** START OF ITEMS **

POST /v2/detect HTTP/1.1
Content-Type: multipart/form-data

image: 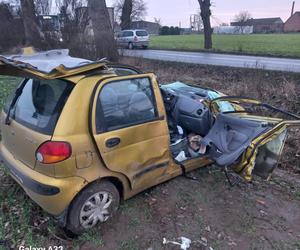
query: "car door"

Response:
[202,97,300,180]
[91,74,170,189]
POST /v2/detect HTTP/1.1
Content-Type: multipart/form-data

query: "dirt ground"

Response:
[0,59,300,250]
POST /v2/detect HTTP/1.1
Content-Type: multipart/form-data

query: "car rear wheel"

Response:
[66,181,120,235]
[128,43,133,49]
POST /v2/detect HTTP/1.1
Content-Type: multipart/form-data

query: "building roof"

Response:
[287,11,300,21]
[231,17,283,26]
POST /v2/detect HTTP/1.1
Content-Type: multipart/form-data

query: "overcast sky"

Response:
[106,0,300,27]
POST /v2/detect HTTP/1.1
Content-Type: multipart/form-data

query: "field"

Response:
[0,59,300,250]
[150,33,300,57]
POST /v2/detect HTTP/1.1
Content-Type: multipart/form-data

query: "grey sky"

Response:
[106,0,300,27]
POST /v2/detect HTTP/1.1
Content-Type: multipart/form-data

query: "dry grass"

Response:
[122,58,300,173]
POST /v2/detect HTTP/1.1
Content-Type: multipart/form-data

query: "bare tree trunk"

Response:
[88,0,118,61]
[198,0,212,49]
[121,0,133,30]
[20,0,45,49]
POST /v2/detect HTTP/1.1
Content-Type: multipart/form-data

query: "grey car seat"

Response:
[128,92,154,122]
[202,114,270,166]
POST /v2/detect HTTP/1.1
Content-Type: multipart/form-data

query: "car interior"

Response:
[161,85,271,166]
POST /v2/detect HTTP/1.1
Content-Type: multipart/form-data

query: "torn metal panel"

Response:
[0,49,107,79]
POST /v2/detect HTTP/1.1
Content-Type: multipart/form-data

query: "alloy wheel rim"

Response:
[80,191,113,229]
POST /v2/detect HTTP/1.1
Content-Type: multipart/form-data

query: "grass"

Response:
[150,33,300,57]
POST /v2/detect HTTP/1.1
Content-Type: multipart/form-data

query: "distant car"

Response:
[116,30,150,49]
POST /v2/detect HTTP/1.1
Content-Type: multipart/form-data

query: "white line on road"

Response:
[121,50,300,73]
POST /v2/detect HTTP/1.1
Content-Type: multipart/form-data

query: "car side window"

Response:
[96,78,158,133]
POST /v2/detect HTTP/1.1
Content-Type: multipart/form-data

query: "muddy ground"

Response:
[0,59,300,250]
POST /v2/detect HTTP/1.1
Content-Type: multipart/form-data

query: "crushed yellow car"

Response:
[0,50,300,234]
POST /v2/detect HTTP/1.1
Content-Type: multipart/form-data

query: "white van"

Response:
[116,30,150,49]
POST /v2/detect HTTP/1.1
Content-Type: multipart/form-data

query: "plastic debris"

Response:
[175,151,187,162]
[163,237,192,250]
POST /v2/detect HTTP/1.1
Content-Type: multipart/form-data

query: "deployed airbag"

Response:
[201,114,269,166]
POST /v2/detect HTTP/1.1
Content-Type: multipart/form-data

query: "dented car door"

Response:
[207,97,300,181]
[92,74,170,189]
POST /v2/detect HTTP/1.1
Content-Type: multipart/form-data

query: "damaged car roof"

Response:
[0,49,107,79]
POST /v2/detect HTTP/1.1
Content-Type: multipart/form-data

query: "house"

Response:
[131,21,160,35]
[231,17,284,33]
[284,11,300,32]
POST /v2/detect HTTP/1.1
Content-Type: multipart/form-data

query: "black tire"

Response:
[128,43,134,49]
[65,181,120,235]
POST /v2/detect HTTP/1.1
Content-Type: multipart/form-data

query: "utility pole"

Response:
[291,1,295,16]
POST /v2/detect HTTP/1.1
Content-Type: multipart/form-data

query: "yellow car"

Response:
[0,50,300,234]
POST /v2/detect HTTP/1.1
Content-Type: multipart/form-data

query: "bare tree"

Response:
[114,0,147,22]
[198,0,213,49]
[234,11,252,34]
[154,17,162,27]
[88,0,118,61]
[34,0,52,15]
[121,0,133,30]
[20,0,46,48]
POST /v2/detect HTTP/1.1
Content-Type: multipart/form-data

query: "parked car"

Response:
[116,30,150,49]
[0,50,300,234]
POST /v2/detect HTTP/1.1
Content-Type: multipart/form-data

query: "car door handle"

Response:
[105,137,121,148]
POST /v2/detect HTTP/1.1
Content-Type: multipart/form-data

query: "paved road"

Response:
[121,50,300,73]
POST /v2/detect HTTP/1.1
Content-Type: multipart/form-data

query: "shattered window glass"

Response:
[96,78,157,132]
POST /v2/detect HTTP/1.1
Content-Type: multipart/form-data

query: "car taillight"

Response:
[36,141,72,164]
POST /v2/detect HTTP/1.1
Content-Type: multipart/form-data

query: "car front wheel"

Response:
[66,181,120,235]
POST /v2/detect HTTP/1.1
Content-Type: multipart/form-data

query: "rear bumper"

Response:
[133,41,149,47]
[0,142,87,216]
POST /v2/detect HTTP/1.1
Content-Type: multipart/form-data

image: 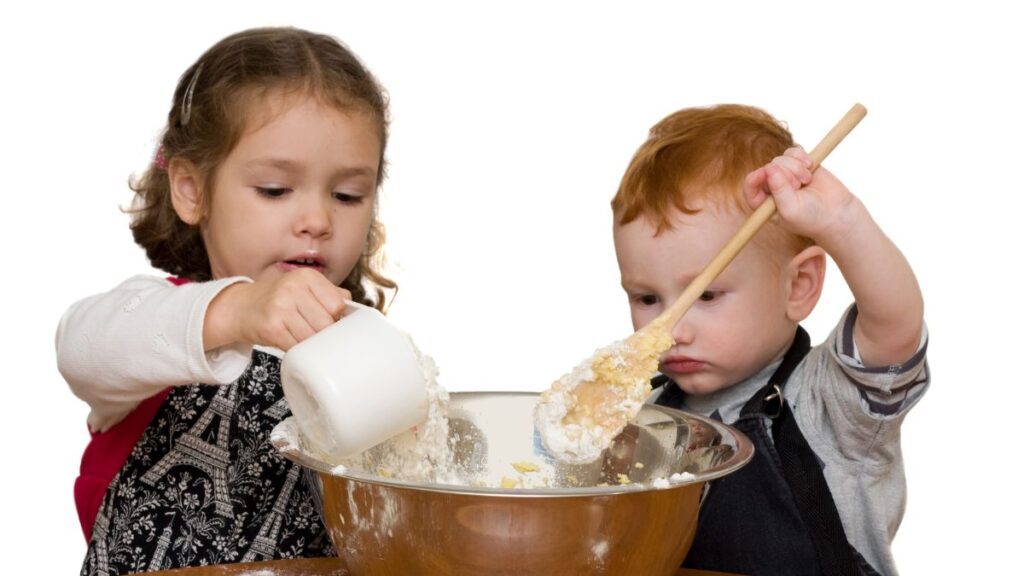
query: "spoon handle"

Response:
[651,104,867,330]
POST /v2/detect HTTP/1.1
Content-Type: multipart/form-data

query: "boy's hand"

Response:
[203,269,352,351]
[743,147,857,246]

** END OF ITEMS **

> _WORK REQUIRED_
Reproduce all of the rows above word for word, but leave the pictures out.

> _RESPONSE_
POST /v2/detect HTTP/1.1
Content-Type: multipart/form-data

image: 
query: "car door"

Response:
[202,97,300,180]
[91,74,170,189]
POST /v2/detect HTTP/1.1
Content-Type: multipart/form-data

query: "dirt ground"

Response:
[0,59,300,250]
POST /v2/detect HTTP/1.1
Content-Type: multipart/form-data

query: "car rear wheel"

Response:
[66,181,120,235]
[128,43,133,49]
POST /v2/detect HTTP/1.1
Content-Type: multipart/form-data

query: "building roof"

Response:
[287,11,300,21]
[231,17,283,26]
POST /v2/detect HTTP/1.1
Content-Type: multipart/form-data

query: "overcast sky"

Response:
[106,0,300,27]
POST /v2/detect HTTP/1.1
Content-Type: multipart/form-data

query: "field"

Response:
[0,59,300,250]
[150,33,300,57]
POST /v2/detect HTTP/1.1
Content-Type: multipart/form-data

query: "grey sky"

Response:
[106,0,300,27]
POST /v2/detect HTTP/1.1
Content-Type: multipart/form-data

query: "dry grass"

Response:
[122,58,300,173]
POST /v2/detect HTTP/1.1
Content-Type: multipart/form-data

query: "bare tree trunk"

Response:
[88,0,118,61]
[198,0,212,49]
[121,0,133,30]
[20,0,45,49]
POST /v2/detect HTTP/1.1
Content-Type: multipart/form-data

query: "grey car seat"

Response:
[128,92,154,122]
[202,114,270,166]
POST /v2/detect HTTP/1.1
Content-Type: multipart/form-data

query: "car interior"

Response:
[161,85,271,166]
POST /v2/detect HTTP/1.1
Content-Type: multipart/form-data

query: "torn metal panel"

Response:
[0,49,107,79]
POST /v2/detect HTTP/1.1
Content-Type: multipart/form-data

query: "alloy wheel rim"

Response:
[80,191,113,229]
POST /v2/detect HTTP/1.1
Content-Type: multipart/form-data

query: "grass"

Response:
[150,33,300,57]
POST /v2/detect HTTP/1.1
Content-Type: multipart/form-data

query: "distant car"

Response:
[116,30,150,49]
POST /v2/detect HTTP/1.1
Content-Type: multipart/form-data

query: "white line on road"

Response:
[121,50,300,73]
POST /v2/detect HTTP/1.1
Content-Type: multipart/form-data

query: "car side window"

Response:
[96,78,158,133]
POST /v2/detect HTTP/1.1
Content-Type: multipart/form-data

query: "muddy ground"

Response:
[0,59,300,250]
POST /v2/detect HTTP/1.1
Content-Type: multipart/form-data

query: "crushed yellow car"

Response:
[0,50,300,234]
POST /v2/detect HTTP/1.1
Content-Type: multipart/form-data

query: "white van"

Response:
[116,30,150,49]
POST /v2/detect HTTP/1.1
Content-Type: multipart/form-data

query: "plastic debris"

Response:
[175,151,187,162]
[163,237,192,250]
POST /v2/detect HTTP/1.1
Content-Type: multipart/form-data

query: "deployed airbag"

Response:
[201,114,269,166]
POST /v2/detect HTTP/1.1
Content-Type: multipart/form-data

query: "dented car door"

Response:
[207,97,300,181]
[92,74,170,189]
POST /v2/detect HTTP/1.1
Content-Type: multipart/form-data

query: "damaged car roof"

Response:
[0,49,107,79]
POST /v2/detect HTTP/1.1
Content-Type: multipart/form-data

query: "house"

Response:
[131,21,160,35]
[231,17,284,33]
[284,11,300,32]
POST /v2/detect HTTP/1.1
Content-Type: multipart/form-data

query: "black tire"

Response:
[128,43,134,49]
[65,181,120,235]
POST /v2/detect HTTP/1.1
Content-Type: multipart/form-data

query: "utility pole"

Response:
[291,1,295,16]
POST /v2/detect HTTP/1.1
Content-Type: multipart/form-data

query: "yellow car"

Response:
[0,50,300,234]
POST /v2/detect HTTP/1.1
Content-Type: multipart/form-data

query: "bare tree"

Response:
[114,0,147,22]
[198,0,213,49]
[234,11,252,34]
[154,17,162,27]
[88,0,118,61]
[34,0,52,15]
[121,0,133,30]
[20,0,46,48]
POST /v2/detect HTTP/1.1
Content-Type: multipart/form-data

query: "parked car"

Response:
[116,30,150,49]
[0,50,300,234]
POST /v2/detect HTTP/1.1
Content-Type: multipart/form-data

query: "car door handle"

Response:
[105,137,121,148]
POST /v2/detect HTTP/1.1
Content-Type: multipart/form-data

query: "paved road"

Response:
[121,50,300,73]
POST /v2/detect HTTP/1.1
Content-Type: multipart/form-data

query: "shattered window glass"

Response:
[96,78,157,132]
POST /v2/detect HTTP/1.1
Content-Type: multipart/form-data

query: "car taillight"

Response:
[36,141,72,164]
POST /v2/detect HTTP/1.1
Content-Type: multipart/form-data

query: "car front wheel"

Response:
[66,181,120,235]
POST /v2/detect HTTP/1.1
Content-Type: multipart/form-data

query: "rear bumper"

Response:
[133,41,149,47]
[0,142,87,216]
POST /v2/detect HTTP/1.1
Content-Type: multipart/form-data

image: 
query: "spoon handle"

Response:
[651,104,867,330]
POST /v2/detect HTTP/1.1
Content-Type: multipart/form-data

query: "boy's hand"

Response:
[203,269,352,351]
[743,147,857,246]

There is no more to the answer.